* [Assignment]: Starting at the top of the entries, restate word for word each line up to and including the one with "box: [0, 0, 1300, 885]".

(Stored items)
┄┄┄┄┄┄┄┄┄┄┄┄┄┄┄┄┄┄┄┄

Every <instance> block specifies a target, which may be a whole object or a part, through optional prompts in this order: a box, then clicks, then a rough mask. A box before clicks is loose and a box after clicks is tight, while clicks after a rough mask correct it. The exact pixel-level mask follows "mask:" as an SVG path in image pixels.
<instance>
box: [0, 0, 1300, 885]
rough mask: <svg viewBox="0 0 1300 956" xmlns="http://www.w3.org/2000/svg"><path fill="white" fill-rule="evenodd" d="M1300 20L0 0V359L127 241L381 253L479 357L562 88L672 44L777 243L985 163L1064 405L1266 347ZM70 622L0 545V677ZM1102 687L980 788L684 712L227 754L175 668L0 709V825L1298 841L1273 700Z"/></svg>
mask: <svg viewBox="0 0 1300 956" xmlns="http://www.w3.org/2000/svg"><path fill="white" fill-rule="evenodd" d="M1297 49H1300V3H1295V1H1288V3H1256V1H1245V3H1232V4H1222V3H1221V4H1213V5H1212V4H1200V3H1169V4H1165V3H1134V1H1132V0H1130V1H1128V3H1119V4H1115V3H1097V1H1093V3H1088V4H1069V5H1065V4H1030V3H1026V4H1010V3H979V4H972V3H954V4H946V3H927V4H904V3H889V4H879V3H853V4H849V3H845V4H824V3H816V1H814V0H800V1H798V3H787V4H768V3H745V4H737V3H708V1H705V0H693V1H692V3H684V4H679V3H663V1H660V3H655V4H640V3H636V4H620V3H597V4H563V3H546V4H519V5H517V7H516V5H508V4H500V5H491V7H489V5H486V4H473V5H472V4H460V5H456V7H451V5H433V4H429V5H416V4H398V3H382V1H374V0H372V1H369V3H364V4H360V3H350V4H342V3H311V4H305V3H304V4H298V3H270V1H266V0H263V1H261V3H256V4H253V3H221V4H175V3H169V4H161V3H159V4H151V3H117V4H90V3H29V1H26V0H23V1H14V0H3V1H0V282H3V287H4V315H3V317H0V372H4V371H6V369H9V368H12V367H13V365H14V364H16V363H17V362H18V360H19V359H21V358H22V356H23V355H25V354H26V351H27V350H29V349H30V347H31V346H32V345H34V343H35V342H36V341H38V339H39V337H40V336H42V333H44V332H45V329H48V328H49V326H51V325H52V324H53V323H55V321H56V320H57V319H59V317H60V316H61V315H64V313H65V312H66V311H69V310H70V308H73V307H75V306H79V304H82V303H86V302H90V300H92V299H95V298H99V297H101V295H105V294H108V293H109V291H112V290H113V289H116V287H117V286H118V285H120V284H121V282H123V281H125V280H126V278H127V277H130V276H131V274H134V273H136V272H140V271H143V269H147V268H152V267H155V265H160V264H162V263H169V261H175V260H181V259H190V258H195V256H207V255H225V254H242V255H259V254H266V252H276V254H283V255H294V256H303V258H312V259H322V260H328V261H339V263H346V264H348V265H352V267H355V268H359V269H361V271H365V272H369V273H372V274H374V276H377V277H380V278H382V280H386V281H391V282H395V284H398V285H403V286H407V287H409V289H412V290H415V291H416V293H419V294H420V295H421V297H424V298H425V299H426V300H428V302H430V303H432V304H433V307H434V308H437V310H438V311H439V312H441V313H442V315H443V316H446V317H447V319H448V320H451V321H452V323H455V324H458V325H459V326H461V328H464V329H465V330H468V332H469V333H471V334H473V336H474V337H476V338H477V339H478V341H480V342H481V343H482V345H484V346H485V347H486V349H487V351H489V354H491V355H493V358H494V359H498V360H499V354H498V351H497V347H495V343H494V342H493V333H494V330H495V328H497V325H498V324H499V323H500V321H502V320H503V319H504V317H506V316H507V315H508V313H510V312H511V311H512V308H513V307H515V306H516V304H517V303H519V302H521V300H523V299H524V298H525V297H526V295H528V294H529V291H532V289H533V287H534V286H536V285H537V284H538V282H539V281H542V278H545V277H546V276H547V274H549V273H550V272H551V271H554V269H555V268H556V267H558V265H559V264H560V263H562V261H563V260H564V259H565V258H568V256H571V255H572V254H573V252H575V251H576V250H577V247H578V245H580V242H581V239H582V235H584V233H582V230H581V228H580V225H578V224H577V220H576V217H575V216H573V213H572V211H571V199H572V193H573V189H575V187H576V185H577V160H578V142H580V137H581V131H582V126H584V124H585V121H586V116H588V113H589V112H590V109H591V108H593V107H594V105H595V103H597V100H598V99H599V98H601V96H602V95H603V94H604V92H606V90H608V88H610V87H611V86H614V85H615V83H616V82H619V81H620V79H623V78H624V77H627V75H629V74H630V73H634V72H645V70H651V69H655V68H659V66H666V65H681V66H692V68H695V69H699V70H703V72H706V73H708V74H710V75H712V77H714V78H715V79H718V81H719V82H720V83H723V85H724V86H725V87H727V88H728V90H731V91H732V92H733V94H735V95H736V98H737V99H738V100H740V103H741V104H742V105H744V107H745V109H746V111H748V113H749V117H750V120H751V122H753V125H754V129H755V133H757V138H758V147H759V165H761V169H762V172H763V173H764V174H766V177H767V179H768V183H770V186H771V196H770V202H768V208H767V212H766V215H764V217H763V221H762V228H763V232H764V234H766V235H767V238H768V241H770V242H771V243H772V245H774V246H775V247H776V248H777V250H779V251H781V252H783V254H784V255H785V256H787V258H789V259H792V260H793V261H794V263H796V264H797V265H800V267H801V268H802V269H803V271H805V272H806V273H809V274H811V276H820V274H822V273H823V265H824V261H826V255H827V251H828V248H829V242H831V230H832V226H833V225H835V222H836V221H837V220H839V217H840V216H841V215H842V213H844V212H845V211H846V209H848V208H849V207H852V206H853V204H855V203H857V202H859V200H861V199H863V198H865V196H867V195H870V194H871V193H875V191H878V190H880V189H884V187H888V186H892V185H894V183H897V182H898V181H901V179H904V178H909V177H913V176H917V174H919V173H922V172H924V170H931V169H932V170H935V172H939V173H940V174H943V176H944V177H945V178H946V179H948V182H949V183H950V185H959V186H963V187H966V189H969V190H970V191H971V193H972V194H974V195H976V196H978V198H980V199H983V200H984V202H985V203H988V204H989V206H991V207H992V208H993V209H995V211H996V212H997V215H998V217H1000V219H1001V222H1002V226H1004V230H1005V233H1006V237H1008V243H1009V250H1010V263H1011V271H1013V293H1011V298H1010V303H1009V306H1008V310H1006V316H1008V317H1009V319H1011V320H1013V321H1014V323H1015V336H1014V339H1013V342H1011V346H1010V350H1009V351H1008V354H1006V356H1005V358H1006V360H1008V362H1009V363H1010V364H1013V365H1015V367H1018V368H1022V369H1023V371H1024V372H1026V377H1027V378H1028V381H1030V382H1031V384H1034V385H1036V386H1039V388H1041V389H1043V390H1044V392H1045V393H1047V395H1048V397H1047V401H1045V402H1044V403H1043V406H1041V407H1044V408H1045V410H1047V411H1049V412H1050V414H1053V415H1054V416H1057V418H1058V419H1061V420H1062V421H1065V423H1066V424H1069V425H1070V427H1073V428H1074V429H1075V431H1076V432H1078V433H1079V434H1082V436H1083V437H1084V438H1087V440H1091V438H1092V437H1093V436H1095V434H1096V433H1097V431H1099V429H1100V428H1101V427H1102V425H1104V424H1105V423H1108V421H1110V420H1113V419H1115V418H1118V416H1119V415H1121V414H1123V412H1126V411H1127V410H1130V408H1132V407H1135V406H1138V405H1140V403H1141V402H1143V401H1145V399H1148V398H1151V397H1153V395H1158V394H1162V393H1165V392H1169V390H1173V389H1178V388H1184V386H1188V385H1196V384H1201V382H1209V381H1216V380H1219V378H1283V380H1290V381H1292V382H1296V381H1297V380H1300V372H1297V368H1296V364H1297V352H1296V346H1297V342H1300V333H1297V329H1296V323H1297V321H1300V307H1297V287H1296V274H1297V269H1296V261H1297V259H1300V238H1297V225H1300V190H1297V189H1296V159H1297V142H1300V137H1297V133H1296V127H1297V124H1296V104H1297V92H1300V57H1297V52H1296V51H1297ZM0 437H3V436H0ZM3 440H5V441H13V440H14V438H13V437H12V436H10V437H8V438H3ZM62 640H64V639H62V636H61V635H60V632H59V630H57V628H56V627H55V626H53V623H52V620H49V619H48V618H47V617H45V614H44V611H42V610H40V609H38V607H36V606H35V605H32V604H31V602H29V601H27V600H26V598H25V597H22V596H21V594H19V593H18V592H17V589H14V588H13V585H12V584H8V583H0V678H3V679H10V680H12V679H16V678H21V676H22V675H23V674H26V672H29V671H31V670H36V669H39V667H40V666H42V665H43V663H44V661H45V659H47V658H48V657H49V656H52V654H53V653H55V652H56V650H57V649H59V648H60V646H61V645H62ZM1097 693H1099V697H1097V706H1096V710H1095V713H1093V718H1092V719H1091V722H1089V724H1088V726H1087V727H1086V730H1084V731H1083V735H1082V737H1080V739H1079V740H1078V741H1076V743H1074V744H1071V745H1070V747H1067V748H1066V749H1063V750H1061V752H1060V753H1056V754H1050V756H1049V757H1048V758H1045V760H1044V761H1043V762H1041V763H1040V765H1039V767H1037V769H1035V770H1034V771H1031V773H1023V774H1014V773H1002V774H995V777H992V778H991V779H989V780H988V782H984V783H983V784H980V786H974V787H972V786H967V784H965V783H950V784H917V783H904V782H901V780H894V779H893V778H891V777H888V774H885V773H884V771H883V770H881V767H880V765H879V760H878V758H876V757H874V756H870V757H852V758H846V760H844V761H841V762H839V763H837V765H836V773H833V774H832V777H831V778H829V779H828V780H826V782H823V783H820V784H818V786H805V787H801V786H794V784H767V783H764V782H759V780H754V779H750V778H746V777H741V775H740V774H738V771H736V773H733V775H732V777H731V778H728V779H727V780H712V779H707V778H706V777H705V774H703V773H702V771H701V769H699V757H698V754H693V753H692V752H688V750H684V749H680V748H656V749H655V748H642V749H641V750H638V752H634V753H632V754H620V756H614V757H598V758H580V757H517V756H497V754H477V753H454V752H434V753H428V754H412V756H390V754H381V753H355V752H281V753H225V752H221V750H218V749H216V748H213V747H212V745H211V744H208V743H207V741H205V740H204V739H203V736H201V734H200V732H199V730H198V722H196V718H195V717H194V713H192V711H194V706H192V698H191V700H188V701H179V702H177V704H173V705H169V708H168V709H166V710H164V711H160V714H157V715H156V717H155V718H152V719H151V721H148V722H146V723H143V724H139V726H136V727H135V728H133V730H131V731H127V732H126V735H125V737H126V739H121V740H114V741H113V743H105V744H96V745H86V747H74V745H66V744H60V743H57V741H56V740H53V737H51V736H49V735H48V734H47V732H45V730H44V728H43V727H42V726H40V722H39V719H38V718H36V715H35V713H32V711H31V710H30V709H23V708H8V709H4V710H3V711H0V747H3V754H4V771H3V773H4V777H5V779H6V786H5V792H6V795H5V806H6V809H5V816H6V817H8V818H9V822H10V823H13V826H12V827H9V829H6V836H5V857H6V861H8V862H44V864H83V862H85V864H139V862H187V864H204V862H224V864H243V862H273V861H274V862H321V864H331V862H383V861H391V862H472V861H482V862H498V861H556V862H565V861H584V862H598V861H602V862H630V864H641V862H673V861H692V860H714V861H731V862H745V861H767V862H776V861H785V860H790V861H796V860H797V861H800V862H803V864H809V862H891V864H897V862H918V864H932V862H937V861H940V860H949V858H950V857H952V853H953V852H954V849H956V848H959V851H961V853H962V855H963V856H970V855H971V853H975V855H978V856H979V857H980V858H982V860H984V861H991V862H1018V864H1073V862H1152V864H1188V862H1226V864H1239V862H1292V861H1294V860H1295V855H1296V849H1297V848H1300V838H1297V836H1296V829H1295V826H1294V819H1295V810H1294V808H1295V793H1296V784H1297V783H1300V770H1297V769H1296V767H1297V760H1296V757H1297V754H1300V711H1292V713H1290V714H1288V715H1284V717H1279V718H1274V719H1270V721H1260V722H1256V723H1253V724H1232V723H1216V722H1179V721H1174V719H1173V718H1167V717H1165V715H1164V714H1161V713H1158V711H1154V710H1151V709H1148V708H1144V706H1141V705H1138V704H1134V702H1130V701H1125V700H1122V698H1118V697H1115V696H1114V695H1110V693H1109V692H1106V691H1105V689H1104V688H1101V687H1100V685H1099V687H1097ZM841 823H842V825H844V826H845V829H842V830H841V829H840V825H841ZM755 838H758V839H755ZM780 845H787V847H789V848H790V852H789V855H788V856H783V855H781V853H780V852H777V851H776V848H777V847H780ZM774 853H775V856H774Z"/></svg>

┄┄┄┄┄┄┄┄┄┄┄┄┄┄┄┄┄┄┄┄

* [Written answer]:
Every <instance> block specifies a target, which may be a whole object or a part, through optional prompts in this order: a box, then clicks, then a rough mask. A box before clicks is loose and a box after clicks is tight, while clicks after a rough mask correct it. The exact pixel-level mask follows "mask:" as an SVG path in image pixels.
<instance>
box: [0, 0, 1300, 885]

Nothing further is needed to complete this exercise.